» Reading text
***

A. Sales Tax on Sales of Hay.
The Department's audit assessed Taxpayer additional sales tax on his sales because Taxpayer did not maintain adequate records to show that he properly collected and remitted sales tax to the Department. Nor did Taxpayer collect and maintain properly executed exemption certificates provided by his customers, who claimed exemptions.
Taxpayer argued that he was not responsible for the sales tax because his customers were farmers.
Indiana imposes a sales tax on retail transactions. IC § 6-2.5-2-1 states:
(a) An excise tax, known as the state gross retail tax, is imposed on retail transactions made in Indiana.
(b) The person who acquires property in a retail transaction is liable for the tax on the transaction and, except as otherwise provided in this chapter, shall pay the tax to the retail merchant as a separate added amount to the consideration in the transaction. The retail merchant shall collect the tax as agent for the state. (Emphasis added).
IC § 6-2.5-4-1, in pertinent part, states:
(a) A person is a retail merchant making a retail transaction when he engages in selling at retail.
(b) A person is engaged in selling at retail when, in the ordinary course of his regularly conducted trade or business, he:
(1) acquires tangible personal property for the purpose of resale; and
(2) transfers that property to another person for consideration.
(c) For purposes of determining what constitutes selling at retail, it does not matter whether:
(1) the property is transferred in the same form as when it was acquired;
(2) the property is transferred alone or in conjunction with other property or services; or
(3) the property is transferred conditionally or otherwise.
Accordingly, Taxpayer who sells hay is a retail merchant and, therefore, is responsible for collecting and remitting the sales tax. In this instance, Taxpayer failed to maintain adequate records. The Department's audit thus properly assessed Taxpayer additional sales tax based on the BIA at the time of the audit pursuant to IC § 6-8.1-5-1(b) and IC § 6-8.1-5-4.
At the administrative hearing, Taxpayer asserted that he was not responsible for collecting sales tax on the sales of hay because his customers were farmers who were exempt from sales tax. Taxpayer further stated that he is not required to acquire and maintain any records to support the above assertion because "no one is doing that."
Taxpayer is mistaken. Pursuant to 45 IAC 2.2-8-12(b), "Retail merchants are required to collect sales and use tax on each sale which constitutes a retail transaction unless the merchant can establish that the item purchased will be used for an exempt purpose." 45 IAC 2.2-8-12(d) also cautions that, "[u]nless the seller receives a properly completed exemption certificate the merchant must prove that sales tax was collected and remitted to the state or that the purchaser actually used the item for an exempt purpose. It is, therefore, very important for the seller to obtain an exemption certificate in order to avoid the necessity for such proof." Thus, in the absence of the properly signed and properly executed exemption certificates, the Department's audit properly assessed sales tax on the otherwise taxable sales.
Additionally, Taxpayer was afforded ample opportunities to obtain the information, but he declined to contact his customers to obtain the signed and executed exemption certificates. Taxpayer is reminded that sales tax becomes due at the time of the transaction; either the purchaser is exempt at the time of the transaction or it is not exempt. If the purchaser claims an exemption, the exemption certificate should be obtained at the time the transaction occurs otherwise the burden of proving the transaction was exempt becomes measurably more difficult.

***

» Supplied material
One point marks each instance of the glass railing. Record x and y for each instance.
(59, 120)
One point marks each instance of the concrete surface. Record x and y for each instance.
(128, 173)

***

» Stated task
Transcribe the stretch of the hay sales tax text above from "Indiana imposes a" through "selling at retail.".

» Answer to the exercise
Indiana imposes a sales tax on retail transactions. IC § 6-2.5-2-1 states:
(a) An excise tax, known as the state gross retail tax, is imposed on retail transactions made in Indiana.
(b) The person who acquires property in a retail transaction is liable for the tax on the transaction and, except as otherwise provided in this chapter, shall pay the tax to the retail merchant as a separate added amount to the consideration in the transaction. The retail merchant shall collect the tax as agent for the state. (Emphasis added).
IC § 6-2.5-4-1, in pertinent part, states:
(a) A person is a retail merchant making a retail transaction when he engages in selling at retail.